Sugar prices are hovering at 25-year highs in a global commodity mosaic linking Brazilian gas tanks with Canadian cereal bowls.

Benchmark sugar closed down US0.66 cents a pound yesterday in New York at US18.14 cents and while that's off from the 25-year-high of US20.46 cents hit on Feb. 3, it's still more than 40% higher than a year ago.

Commodities from copper to platinum have been soaring to new heights in recent months on surging demand from China, yet the sugar story is driven by a different dynamic. The price spike has less to do with a global sweet tooth than with Brazil's energy strategy.

In the 1970s, Brazil moved to reduce its dependency on imported oil by encouraging the growth of an ethanol business that would make fuel from sugar cane, explains Stephen Poloz, chief economist with Export Development Canada.

Brazil produces 20% of the world's sugar. About half of that output is used to make ethanol fuel for roughly 40% of Brazil's cars, Mr. Poloz says. "Brazil has the weight to swing the market."

● MATERIAL
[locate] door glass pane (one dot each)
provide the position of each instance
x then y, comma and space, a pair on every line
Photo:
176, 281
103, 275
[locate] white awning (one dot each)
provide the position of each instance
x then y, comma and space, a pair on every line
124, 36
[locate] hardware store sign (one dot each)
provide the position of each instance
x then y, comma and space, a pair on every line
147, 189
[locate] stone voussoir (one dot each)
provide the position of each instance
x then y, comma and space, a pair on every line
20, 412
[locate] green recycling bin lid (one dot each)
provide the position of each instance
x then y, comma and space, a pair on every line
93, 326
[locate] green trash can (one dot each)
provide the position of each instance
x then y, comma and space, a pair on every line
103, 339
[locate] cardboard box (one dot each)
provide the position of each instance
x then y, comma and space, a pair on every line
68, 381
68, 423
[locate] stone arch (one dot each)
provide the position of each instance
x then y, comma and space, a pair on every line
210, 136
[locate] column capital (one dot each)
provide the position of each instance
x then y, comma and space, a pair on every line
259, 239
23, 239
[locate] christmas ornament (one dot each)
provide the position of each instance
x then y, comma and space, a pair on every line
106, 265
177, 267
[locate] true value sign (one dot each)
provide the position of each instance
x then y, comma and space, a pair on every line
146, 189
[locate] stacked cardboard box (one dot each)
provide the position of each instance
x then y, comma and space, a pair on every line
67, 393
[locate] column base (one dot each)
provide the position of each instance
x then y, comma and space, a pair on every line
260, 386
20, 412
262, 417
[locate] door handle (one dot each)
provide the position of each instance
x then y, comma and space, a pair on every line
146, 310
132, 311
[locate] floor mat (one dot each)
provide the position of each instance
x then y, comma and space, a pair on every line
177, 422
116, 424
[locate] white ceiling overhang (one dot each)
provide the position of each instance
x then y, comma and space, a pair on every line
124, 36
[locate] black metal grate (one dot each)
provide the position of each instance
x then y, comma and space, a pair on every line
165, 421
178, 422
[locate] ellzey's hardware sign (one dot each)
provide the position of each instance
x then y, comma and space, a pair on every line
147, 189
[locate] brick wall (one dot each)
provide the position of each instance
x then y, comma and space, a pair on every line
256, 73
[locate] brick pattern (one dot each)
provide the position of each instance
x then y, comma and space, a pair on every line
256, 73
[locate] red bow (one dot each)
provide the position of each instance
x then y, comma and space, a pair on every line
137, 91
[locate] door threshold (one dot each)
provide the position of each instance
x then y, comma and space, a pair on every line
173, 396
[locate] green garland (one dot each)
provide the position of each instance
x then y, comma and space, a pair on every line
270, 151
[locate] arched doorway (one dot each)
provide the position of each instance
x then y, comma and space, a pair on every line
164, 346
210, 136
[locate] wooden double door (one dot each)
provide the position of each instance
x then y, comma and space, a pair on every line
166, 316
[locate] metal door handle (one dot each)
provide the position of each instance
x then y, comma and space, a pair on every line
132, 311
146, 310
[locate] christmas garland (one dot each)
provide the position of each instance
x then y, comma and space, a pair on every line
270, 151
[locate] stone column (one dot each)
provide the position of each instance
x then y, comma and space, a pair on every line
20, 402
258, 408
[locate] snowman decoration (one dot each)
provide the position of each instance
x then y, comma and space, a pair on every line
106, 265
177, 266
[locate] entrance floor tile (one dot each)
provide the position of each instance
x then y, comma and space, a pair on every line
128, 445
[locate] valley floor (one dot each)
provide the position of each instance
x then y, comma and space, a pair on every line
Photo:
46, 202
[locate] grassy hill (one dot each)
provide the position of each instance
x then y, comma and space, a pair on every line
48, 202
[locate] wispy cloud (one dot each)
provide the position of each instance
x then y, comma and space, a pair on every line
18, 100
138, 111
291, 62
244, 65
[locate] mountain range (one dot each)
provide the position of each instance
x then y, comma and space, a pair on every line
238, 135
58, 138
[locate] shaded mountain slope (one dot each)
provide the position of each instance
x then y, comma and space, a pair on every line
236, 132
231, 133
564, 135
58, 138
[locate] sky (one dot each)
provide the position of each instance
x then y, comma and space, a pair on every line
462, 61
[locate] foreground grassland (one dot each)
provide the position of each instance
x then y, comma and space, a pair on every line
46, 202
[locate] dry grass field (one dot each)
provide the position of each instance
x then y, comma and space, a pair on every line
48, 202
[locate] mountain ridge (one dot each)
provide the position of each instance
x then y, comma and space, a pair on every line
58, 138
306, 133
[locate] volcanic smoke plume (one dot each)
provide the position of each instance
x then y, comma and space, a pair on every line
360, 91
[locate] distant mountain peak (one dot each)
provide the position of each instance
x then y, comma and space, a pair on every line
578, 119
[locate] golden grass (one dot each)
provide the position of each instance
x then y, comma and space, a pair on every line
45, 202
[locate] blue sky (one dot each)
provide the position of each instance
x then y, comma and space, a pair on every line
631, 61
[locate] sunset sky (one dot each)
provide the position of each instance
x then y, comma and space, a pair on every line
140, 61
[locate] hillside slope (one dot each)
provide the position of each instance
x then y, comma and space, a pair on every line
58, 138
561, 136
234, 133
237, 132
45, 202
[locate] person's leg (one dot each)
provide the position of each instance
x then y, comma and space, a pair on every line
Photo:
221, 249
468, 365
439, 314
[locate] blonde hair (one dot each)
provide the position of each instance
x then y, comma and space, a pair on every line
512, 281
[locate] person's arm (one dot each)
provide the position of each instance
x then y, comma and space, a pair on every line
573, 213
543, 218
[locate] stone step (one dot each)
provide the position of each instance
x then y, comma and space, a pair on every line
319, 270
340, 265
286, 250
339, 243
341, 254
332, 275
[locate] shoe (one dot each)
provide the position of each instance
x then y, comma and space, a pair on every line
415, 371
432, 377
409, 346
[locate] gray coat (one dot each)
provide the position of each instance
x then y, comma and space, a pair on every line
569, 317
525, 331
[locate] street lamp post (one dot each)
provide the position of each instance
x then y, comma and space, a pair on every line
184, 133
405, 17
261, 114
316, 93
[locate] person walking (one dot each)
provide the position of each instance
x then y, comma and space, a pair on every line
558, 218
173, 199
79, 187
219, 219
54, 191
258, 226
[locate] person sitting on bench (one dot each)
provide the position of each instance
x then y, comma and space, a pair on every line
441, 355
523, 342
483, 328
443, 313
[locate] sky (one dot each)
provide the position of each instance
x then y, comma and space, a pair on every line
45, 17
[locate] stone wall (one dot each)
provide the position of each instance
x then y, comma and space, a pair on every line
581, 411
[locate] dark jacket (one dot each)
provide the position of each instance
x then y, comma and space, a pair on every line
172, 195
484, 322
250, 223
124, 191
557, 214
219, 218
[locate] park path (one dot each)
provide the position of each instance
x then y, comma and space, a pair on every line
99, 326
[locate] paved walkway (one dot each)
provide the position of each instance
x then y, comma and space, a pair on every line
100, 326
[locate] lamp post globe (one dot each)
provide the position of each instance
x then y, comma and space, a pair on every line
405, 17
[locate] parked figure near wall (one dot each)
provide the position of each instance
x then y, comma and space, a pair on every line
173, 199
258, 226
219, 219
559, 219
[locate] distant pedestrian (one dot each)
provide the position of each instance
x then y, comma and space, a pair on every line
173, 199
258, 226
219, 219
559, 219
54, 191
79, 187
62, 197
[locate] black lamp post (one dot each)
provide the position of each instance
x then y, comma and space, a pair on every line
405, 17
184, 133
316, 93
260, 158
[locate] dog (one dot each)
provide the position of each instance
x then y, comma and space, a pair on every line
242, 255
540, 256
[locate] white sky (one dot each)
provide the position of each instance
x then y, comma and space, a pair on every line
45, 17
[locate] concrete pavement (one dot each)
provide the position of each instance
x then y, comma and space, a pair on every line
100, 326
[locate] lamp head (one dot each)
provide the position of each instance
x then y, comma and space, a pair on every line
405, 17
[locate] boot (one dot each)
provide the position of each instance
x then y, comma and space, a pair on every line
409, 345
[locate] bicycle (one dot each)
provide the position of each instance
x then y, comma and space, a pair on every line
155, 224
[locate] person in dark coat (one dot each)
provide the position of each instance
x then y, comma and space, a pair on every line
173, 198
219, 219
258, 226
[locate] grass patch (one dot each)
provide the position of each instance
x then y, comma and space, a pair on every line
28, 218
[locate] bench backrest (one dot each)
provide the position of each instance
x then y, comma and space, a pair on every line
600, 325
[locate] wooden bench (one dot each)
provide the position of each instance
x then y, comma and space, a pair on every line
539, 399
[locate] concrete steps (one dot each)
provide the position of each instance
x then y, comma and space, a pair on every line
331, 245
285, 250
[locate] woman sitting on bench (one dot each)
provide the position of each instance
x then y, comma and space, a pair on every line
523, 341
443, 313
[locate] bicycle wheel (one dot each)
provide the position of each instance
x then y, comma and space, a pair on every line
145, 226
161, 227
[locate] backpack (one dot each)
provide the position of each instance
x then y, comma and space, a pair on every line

● EXERCISE TASKS
1. List every figure given in US cents in the article on sugar prices.
2. Please transcribe the article on sugar prices, starting with "Sugar prices are" and going on through "Export Development Canada.".
The data after the article on sugar prices is separate material.

● IN RESPONSE
1. US0.66 cents, US18.14 cents, US20.46 cents

2.
Sugar prices are hovering at 25-year highs in a global commodity mosaic linking Brazilian gas tanks with Canadian cereal bowls.

Benchmark sugar closed down US0.66 cents a pound yesterday in New York at US18.14 cents and while that's off from the 25-year-high of US20.46 cents hit on Feb. 3, it's still more than 40% higher than a year ago.

Commodities from copper to platinum have been soaring to new heights in recent months on surging demand from China, yet the sugar story is driven by a different dynamic. The price spike has less to do with a global sweet tooth than with Brazil's energy strategy.

In the 1970s, Brazil moved to reduce its dependency on imported oil by encouraging the growth of an ethanol business that would make fuel from sugar cane, explains Stephen Poloz, chief economist with Export Development Canada.